URN Syntax
Tagged URN grammar, normalization, canonicalization, and CAP direction defaults
Definition
Let U be the set of all normalized Tagged URNs.
A Tagged URN has the structure:
prefix:key1=value1;key2=value2;...
Each element $u \in U$ has:
- A prefix (e.g.,
media,cap) - Zero or more tags as key-value pairs
- A well-defined canonical representation
Grammar
tagged-urn ::= prefix ":" tags?
prefix ::= identifier
tags ::= tag (";" tag)*
tag ::= key ("=" value)?
key ::= identifier
value ::= unquoted-value | quoted-value
identifier ::= [a-z][a-z0-9-]*
Examples:
media: # Identity (no tags)
media:pdf;bytes # Two tags with implicit * values
cap:in=media:pdf;op=extract;out=media:object
cap:in="media:pdf;bytes";op=extract;out="media:object"
Normalization
All Tagged URNs are normalized on parse. The parser is a state machine with 6 states (ExpectingKey, InKey, ExpectingValue, InUnquotedValue, InQuotedValue, InQuotedValueEscape).
Case Normalization
| Component | Rule |
|---|---|
| Prefix | Lowercase |
| Keys | Lowercase |
| Unquoted values | Lowercase |
| Quoted values | Preserve case |
Input: CAP:Op=Extract;Format=pdf
Output: cap:format=pdf;op=extract
Input: cap:key="UPPER"
Output: cap:key="UPPER"

#### YOUR GOAL
Can you reproduce the passage of the URN syntax page that opens with the words containing "key ::= identifier" and closes with "InUnquotedValue, InQuotedValue, InQuotedValueEscape)."? This listing comes from a different source than the URN syntax page.

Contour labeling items
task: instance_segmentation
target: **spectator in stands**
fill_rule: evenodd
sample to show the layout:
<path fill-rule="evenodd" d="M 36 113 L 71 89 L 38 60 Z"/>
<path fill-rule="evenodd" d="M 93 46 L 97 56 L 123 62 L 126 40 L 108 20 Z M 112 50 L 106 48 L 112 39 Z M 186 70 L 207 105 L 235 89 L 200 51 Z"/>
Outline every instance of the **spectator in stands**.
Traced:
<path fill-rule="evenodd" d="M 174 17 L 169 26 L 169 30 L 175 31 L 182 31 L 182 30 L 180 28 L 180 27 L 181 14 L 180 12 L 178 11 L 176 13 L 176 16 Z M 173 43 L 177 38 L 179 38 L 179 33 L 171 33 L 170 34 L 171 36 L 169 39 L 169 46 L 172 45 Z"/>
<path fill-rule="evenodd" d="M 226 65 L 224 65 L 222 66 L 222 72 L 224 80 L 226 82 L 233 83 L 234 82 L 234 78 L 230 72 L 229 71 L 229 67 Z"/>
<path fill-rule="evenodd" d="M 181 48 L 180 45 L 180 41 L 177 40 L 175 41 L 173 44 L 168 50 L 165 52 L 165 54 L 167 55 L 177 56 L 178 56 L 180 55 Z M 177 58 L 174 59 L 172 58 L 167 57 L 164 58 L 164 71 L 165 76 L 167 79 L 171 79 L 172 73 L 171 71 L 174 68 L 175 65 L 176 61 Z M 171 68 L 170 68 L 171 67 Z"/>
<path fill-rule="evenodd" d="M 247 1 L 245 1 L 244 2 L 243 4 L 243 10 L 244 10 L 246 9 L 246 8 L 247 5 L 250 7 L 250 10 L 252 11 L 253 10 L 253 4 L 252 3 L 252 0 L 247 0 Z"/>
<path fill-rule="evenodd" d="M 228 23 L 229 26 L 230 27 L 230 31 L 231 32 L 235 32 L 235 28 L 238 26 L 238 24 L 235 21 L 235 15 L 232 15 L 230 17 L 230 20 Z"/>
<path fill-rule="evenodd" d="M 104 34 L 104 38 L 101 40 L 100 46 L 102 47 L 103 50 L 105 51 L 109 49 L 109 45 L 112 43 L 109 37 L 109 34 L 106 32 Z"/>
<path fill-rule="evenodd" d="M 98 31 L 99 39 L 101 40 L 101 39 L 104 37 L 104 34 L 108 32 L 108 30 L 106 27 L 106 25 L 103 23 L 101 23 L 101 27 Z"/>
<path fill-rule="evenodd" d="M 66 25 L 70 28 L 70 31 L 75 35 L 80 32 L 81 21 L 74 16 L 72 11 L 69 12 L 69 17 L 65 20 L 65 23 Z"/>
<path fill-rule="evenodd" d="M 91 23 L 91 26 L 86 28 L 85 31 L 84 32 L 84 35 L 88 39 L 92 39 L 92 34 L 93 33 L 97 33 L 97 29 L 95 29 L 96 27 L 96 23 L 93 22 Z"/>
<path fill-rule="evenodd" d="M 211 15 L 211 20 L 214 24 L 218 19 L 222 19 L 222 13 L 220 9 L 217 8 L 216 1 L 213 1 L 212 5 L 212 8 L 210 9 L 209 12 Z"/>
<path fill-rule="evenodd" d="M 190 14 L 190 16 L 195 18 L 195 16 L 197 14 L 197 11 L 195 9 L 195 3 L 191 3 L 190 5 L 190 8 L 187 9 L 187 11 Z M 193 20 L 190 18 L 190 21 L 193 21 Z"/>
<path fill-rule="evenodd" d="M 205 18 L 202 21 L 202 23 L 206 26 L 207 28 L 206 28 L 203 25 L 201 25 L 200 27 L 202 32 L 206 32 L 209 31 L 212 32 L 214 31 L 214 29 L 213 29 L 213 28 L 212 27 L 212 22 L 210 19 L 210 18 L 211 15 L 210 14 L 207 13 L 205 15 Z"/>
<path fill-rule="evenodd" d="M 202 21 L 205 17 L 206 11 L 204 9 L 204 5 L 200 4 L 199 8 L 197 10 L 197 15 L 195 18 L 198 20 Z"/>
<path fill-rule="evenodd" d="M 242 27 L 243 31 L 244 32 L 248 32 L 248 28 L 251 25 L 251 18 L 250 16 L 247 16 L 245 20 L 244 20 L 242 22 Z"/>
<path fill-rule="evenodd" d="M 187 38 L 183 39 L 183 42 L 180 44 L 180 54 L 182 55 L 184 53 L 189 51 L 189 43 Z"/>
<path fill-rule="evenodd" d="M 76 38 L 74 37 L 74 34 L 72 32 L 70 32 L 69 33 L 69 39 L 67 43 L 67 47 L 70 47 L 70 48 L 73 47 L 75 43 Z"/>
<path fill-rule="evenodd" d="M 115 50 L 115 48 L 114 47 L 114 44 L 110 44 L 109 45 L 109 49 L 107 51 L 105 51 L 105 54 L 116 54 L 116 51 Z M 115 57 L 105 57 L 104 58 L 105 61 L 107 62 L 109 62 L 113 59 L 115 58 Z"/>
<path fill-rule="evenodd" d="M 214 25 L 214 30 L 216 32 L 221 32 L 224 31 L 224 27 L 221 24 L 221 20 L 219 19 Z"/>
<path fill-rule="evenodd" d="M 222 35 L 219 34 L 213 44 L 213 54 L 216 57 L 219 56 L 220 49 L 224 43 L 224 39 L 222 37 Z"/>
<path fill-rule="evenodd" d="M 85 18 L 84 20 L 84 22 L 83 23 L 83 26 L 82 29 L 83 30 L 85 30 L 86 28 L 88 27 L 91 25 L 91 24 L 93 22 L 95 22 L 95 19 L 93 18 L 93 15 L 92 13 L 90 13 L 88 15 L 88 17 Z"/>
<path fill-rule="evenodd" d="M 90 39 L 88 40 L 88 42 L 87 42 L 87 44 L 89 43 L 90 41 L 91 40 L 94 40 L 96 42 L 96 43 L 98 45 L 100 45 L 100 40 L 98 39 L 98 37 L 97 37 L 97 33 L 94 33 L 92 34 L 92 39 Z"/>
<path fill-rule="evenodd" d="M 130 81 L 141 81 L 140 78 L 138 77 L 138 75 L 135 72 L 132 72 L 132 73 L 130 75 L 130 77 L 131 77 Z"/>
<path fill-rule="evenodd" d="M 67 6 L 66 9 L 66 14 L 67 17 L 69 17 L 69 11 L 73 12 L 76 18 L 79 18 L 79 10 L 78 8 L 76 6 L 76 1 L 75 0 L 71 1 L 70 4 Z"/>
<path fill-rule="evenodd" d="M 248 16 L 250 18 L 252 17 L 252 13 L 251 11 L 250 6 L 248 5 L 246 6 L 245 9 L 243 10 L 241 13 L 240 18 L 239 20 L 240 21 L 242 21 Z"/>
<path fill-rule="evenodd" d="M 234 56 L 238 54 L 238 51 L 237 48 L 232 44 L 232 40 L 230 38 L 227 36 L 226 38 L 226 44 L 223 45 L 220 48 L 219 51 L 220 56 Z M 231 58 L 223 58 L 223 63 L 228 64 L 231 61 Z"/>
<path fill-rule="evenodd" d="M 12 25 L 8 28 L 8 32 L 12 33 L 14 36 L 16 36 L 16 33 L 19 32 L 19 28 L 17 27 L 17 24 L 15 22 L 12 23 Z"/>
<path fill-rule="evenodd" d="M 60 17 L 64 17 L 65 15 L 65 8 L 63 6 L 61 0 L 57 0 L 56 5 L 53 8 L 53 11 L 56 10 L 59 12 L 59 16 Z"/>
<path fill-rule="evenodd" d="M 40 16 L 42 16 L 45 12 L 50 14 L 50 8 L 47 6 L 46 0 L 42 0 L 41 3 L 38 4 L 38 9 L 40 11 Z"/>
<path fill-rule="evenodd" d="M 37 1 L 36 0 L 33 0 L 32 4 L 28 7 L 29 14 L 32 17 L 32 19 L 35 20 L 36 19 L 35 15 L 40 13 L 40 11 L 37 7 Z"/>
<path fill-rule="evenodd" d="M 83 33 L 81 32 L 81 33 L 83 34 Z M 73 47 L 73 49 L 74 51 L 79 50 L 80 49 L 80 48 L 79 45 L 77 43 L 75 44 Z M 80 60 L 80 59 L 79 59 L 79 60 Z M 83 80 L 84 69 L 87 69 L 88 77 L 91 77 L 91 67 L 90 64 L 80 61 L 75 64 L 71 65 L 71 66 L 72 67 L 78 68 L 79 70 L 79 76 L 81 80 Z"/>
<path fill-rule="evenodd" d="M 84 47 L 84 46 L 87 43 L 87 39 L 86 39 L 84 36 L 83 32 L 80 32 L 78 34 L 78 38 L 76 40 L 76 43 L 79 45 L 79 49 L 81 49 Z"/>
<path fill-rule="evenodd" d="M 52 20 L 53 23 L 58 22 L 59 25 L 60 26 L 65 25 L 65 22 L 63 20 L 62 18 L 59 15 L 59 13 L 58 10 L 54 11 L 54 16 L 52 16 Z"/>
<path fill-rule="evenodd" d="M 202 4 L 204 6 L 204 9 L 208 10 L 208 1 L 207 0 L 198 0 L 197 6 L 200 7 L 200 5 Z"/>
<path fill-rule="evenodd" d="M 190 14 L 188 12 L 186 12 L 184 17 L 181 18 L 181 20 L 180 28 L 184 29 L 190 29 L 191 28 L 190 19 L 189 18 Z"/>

#### FINAL RESULT
key ::= identifier
value ::= unquoted-value | quoted-value
identifier ::= [a-z][a-z0-9-]*
Examples:
media: # Identity (no tags)
media:pdf;bytes # Two tags with implicit * values
cap:in=media:pdf;op=extract;out=media:object
cap:in="media:pdf;bytes";op=extract;out="media:object"
Normalization
All Tagged URNs are normalized on parse. The parser is a state machine with 6 states (ExpectingKey, InKey, ExpectingValue, InUnquotedValue, InQuotedValue, InQuotedValueEscape).